Saved entries
──────────

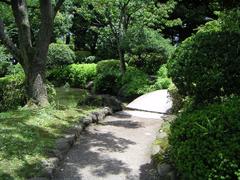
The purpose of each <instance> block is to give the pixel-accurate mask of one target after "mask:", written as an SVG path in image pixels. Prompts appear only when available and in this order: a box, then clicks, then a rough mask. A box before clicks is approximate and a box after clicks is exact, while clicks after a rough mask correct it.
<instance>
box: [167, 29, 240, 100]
mask: <svg viewBox="0 0 240 180" xmlns="http://www.w3.org/2000/svg"><path fill="white" fill-rule="evenodd" d="M239 39H240V33H234V32H216V31H205V32H202V31H200V32H198V33H197V34H196V35H194V36H192V37H190V38H188V39H187V40H185V41H184V42H183V43H182V44H181V45H180V46H179V47H178V48H177V50H176V52H175V53H174V55H173V57H172V60H171V61H170V63H169V64H170V65H169V71H170V76H171V77H172V80H173V82H174V84H175V85H176V86H177V88H178V89H179V92H180V93H181V94H182V95H185V96H190V97H193V98H194V99H195V102H196V103H204V102H211V101H213V100H214V99H216V98H219V97H221V96H225V95H231V94H239V93H240V91H239V88H240V78H239V77H240V63H239V62H240V54H239V53H240V51H239V47H240V41H239Z"/></svg>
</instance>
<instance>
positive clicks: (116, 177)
mask: <svg viewBox="0 0 240 180" xmlns="http://www.w3.org/2000/svg"><path fill="white" fill-rule="evenodd" d="M164 98H168V97H167V96H165V97H164ZM155 101H156V99H155ZM164 101H166V99H164ZM149 102H150V101H149ZM147 105H148V104H145V106H147ZM165 111H167V108H166V109H165ZM162 116H163V115H161V114H157V113H149V112H142V111H133V110H129V111H123V112H118V113H116V114H115V115H113V116H109V117H107V118H106V119H105V120H104V121H103V122H101V124H99V125H92V126H90V127H89V128H88V129H87V130H86V132H84V133H83V134H82V135H81V137H80V139H79V141H78V142H77V143H76V145H75V146H74V147H73V148H72V149H71V150H70V152H69V153H68V154H67V157H66V160H65V161H64V163H63V164H62V166H60V168H59V169H58V170H57V172H56V175H55V177H54V180H155V179H157V178H156V177H154V175H152V170H151V169H152V166H151V164H150V162H151V158H150V157H151V150H152V149H151V146H152V143H153V142H154V140H155V138H156V135H157V132H158V130H159V128H160V126H161V123H162V122H163V120H162Z"/></svg>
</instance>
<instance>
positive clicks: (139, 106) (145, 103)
mask: <svg viewBox="0 0 240 180" xmlns="http://www.w3.org/2000/svg"><path fill="white" fill-rule="evenodd" d="M127 108H128V109H133V110H140V111H147V112H155V113H161V114H167V113H168V112H169V111H170V110H171V108H172V100H171V98H170V95H169V93H168V90H158V91H154V92H151V93H148V94H144V95H142V96H140V97H138V98H137V99H135V100H134V101H133V102H131V103H130V104H128V105H127Z"/></svg>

──────────

WHAT IS BEING ASKED. Turn the lines of the records above into a numbered list, omitting any blank lines. Leave the pictures out of the answer.

ANSWER TO THE PROBLEM.
1. The purpose of each <instance> block is to give the pixel-accurate mask of one target after "mask:", written as an SVG path in image pixels. Prompts appear only when available and in this order: a box, then clicks, then a rough mask. A box before clicks is approximate and a box after clicks is exact, while clicks after a rough mask correct it.
2. <instance>
3. box: [167, 29, 240, 100]
4. mask: <svg viewBox="0 0 240 180" xmlns="http://www.w3.org/2000/svg"><path fill="white" fill-rule="evenodd" d="M239 39H240V33H234V32H216V31H205V32H202V31H200V32H198V33H197V34H196V35H194V36H192V37H190V38H188V39H187V40H185V41H184V42H183V43H182V44H181V45H180V46H179V47H178V48H177V50H176V52H175V53H174V55H173V57H172V60H171V61H170V63H169V64H170V65H169V71H170V76H171V77H172V80H173V82H174V84H175V85H176V86H177V88H178V89H179V92H180V93H181V94H182V95H185V96H190V97H193V98H194V99H195V102H196V103H204V102H211V101H213V100H214V99H216V98H219V97H221V96H225V95H231V94H239V93H240V91H239V88H240V78H239V77H240V63H239V62H240V54H239V53H240V51H239V47H240V41H239Z"/></svg>
5. </instance>
6. <instance>
7. positive clicks: (116, 177)
8. mask: <svg viewBox="0 0 240 180" xmlns="http://www.w3.org/2000/svg"><path fill="white" fill-rule="evenodd" d="M164 98H168V97H167V96H165V97H164ZM155 101H156V99H155ZM164 101H166V99H164ZM149 102H150V101H149ZM147 105H148V104H145V106H147ZM165 111H167V108H166V109H165ZM162 116H163V115H161V114H157V113H149V112H142V111H133V110H129V111H123V112H118V113H116V114H115V115H113V116H109V117H107V118H106V119H105V120H104V121H103V122H101V124H99V125H92V126H90V127H89V128H88V129H87V130H86V132H84V133H83V134H82V135H81V137H80V139H79V141H78V142H77V143H76V145H75V146H74V147H73V148H72V149H71V150H70V152H69V153H68V154H67V157H66V160H65V161H64V163H63V164H62V166H60V168H59V169H58V170H57V172H56V175H55V177H54V180H155V179H157V178H156V177H154V175H152V170H151V169H152V166H151V164H150V162H151V158H150V157H151V150H152V149H151V146H152V143H153V142H154V140H155V138H156V135H157V132H158V130H159V128H160V126H161V123H162V122H163V120H162Z"/></svg>
9. </instance>
10. <instance>
11. positive clicks: (139, 106) (145, 103)
12. mask: <svg viewBox="0 0 240 180" xmlns="http://www.w3.org/2000/svg"><path fill="white" fill-rule="evenodd" d="M127 108H128V109H133V110H140V111H147V112H155V113H161V114H167V113H168V112H169V111H170V110H171V108H172V100H171V98H170V95H169V93H168V90H158V91H154V92H151V93H148V94H144V95H142V96H140V97H138V98H137V99H135V100H134V101H133V102H131V103H130V104H128V105H127Z"/></svg>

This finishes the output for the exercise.